The request -> Copy the records below word for word, from their first line through the line containing "[[323, 252, 484, 445]]", including that line.
- - - - - - -
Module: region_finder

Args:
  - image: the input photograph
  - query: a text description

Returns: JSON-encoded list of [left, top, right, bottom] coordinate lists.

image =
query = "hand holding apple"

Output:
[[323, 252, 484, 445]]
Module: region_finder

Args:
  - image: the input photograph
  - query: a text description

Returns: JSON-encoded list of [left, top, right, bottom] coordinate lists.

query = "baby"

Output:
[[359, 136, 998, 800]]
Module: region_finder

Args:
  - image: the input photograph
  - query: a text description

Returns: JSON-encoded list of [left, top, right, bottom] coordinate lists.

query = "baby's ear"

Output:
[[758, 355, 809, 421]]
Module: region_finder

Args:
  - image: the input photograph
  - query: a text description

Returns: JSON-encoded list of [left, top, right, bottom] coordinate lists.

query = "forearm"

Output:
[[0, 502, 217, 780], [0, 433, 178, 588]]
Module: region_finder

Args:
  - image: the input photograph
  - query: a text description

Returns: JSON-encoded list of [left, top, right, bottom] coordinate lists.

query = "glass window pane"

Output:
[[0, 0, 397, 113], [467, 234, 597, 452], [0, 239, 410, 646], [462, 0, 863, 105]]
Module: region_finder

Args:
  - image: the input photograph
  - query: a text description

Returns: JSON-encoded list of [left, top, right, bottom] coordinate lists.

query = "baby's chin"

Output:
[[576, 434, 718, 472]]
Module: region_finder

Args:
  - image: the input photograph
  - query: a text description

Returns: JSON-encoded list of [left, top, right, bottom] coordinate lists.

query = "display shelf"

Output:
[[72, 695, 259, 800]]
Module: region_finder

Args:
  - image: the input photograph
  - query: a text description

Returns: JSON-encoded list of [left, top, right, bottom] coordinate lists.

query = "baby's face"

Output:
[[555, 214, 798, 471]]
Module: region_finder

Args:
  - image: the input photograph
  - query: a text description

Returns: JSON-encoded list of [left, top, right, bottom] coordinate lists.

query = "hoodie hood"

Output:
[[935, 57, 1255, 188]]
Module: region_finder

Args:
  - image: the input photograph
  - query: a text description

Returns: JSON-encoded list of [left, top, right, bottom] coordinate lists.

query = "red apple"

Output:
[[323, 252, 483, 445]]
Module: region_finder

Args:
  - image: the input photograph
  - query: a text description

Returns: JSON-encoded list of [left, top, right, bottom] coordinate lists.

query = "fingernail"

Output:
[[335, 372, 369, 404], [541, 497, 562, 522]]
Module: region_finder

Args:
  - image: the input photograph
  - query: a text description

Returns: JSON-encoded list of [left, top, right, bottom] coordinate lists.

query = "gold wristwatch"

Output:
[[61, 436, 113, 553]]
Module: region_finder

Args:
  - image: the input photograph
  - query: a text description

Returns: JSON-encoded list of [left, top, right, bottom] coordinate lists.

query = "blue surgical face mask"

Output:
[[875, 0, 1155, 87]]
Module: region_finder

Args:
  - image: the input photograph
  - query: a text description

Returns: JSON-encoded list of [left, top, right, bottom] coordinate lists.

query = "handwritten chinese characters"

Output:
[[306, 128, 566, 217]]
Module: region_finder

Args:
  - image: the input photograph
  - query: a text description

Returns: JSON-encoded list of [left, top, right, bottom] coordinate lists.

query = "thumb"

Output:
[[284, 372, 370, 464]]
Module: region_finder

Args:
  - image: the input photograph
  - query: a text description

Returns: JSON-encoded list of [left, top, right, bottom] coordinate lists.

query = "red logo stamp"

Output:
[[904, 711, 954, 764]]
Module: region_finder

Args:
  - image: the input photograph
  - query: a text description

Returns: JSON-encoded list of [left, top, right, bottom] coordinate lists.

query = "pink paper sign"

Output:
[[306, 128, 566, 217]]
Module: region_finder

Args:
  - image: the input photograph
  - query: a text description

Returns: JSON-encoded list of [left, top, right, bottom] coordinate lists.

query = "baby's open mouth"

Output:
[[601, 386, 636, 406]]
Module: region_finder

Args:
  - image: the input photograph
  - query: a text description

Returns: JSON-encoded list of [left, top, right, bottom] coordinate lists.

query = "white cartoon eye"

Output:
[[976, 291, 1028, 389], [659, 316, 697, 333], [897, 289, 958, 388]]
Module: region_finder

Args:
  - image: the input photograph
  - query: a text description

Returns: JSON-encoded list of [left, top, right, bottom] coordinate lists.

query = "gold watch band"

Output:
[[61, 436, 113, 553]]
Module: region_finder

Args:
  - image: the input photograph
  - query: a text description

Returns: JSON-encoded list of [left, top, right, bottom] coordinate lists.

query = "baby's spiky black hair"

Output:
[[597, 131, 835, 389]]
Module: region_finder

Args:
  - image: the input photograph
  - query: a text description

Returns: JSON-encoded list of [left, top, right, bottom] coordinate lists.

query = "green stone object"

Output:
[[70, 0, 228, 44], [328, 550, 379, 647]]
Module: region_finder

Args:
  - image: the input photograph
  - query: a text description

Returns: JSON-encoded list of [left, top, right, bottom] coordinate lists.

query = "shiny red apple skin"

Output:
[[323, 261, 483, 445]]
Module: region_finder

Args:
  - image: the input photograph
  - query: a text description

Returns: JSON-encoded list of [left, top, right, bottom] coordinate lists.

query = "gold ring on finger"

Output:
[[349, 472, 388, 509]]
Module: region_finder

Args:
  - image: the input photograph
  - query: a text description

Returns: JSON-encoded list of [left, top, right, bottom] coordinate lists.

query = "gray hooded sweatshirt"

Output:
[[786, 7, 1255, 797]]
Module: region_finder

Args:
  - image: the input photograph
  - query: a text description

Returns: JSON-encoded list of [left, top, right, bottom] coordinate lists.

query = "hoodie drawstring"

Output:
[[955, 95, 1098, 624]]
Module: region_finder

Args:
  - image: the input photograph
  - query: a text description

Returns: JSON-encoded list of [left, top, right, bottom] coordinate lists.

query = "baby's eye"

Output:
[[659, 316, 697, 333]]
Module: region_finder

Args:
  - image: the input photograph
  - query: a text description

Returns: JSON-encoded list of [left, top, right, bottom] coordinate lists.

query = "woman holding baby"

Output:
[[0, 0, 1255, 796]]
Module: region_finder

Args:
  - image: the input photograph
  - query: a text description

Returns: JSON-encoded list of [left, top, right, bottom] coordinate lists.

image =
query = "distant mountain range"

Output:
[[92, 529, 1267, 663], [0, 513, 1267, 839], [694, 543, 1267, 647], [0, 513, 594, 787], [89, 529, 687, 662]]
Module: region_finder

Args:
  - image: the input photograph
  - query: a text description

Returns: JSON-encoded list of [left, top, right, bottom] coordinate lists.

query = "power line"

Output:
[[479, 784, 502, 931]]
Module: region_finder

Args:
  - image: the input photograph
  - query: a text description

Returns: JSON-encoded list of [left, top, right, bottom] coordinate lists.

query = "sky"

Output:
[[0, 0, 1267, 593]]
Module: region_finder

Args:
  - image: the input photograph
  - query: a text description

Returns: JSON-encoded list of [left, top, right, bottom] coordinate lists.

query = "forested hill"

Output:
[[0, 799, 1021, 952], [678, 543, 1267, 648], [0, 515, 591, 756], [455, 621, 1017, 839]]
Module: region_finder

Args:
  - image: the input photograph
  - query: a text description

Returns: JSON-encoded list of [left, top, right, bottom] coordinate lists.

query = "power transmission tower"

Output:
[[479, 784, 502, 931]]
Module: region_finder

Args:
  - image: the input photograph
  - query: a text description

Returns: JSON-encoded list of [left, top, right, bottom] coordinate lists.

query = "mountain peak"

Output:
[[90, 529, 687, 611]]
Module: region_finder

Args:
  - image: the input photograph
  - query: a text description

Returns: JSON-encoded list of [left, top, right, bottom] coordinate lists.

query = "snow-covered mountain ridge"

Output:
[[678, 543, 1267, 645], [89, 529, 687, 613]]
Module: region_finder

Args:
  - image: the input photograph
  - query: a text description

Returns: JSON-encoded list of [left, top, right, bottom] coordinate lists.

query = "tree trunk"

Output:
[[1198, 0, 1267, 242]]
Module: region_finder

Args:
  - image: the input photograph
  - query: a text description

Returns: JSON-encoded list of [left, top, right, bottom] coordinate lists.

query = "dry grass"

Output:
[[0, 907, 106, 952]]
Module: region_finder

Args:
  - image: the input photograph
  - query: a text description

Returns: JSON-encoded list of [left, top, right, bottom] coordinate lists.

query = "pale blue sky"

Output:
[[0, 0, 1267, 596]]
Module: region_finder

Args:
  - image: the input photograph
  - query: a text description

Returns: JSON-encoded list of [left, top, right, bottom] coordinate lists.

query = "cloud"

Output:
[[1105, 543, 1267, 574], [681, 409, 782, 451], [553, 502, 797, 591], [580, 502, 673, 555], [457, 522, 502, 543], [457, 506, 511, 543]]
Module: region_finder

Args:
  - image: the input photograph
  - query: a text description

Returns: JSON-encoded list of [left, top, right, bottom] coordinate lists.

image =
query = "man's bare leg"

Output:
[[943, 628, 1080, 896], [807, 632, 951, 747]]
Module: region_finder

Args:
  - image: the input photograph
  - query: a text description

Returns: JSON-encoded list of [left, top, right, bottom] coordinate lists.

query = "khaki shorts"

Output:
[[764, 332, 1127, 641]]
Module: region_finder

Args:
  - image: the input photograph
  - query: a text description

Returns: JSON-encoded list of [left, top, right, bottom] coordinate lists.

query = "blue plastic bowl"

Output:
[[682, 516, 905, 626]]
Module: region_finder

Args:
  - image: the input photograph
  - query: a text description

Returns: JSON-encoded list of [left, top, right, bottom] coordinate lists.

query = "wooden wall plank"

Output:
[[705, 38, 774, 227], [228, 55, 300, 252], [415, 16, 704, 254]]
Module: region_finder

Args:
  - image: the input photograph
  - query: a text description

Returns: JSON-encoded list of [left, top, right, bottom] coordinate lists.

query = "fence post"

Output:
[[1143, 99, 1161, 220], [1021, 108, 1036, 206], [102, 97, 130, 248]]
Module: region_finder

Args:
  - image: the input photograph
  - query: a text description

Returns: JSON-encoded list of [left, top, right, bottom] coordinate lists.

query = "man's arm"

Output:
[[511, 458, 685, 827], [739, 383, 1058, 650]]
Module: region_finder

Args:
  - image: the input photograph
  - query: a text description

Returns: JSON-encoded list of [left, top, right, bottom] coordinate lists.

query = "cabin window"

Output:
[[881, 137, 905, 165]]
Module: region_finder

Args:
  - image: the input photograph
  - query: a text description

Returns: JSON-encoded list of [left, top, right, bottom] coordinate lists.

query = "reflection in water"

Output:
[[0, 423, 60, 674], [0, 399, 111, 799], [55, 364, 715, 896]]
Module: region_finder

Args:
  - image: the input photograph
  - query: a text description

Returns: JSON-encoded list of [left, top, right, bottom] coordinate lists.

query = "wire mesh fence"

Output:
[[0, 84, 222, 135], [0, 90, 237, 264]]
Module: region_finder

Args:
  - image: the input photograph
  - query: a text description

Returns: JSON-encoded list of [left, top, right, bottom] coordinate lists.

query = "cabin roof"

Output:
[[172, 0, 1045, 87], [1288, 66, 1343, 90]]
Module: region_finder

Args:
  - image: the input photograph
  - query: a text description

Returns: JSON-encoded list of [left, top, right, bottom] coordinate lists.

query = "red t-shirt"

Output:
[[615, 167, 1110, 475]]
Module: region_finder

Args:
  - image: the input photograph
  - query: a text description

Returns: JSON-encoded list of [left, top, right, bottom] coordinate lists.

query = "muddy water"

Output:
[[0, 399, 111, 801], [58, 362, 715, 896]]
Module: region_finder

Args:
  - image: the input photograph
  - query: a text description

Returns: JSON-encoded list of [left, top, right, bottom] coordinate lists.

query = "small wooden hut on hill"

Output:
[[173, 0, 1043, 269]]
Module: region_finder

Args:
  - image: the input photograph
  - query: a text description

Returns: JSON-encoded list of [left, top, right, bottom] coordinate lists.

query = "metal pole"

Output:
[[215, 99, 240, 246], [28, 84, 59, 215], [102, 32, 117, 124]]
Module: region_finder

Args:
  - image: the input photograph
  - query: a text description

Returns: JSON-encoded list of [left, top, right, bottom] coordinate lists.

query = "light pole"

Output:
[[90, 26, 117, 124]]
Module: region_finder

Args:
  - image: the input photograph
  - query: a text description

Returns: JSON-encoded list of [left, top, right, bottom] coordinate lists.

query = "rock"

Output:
- - - - - - -
Answer to the task ->
Module: region_finder

Args:
  - image: the input photograph
  - query: a text description

Returns: JSON-encoded list of [left, top, right, bottom] coordinate lists.

image =
query = "hand holding apple"

Output:
[[323, 252, 484, 445]]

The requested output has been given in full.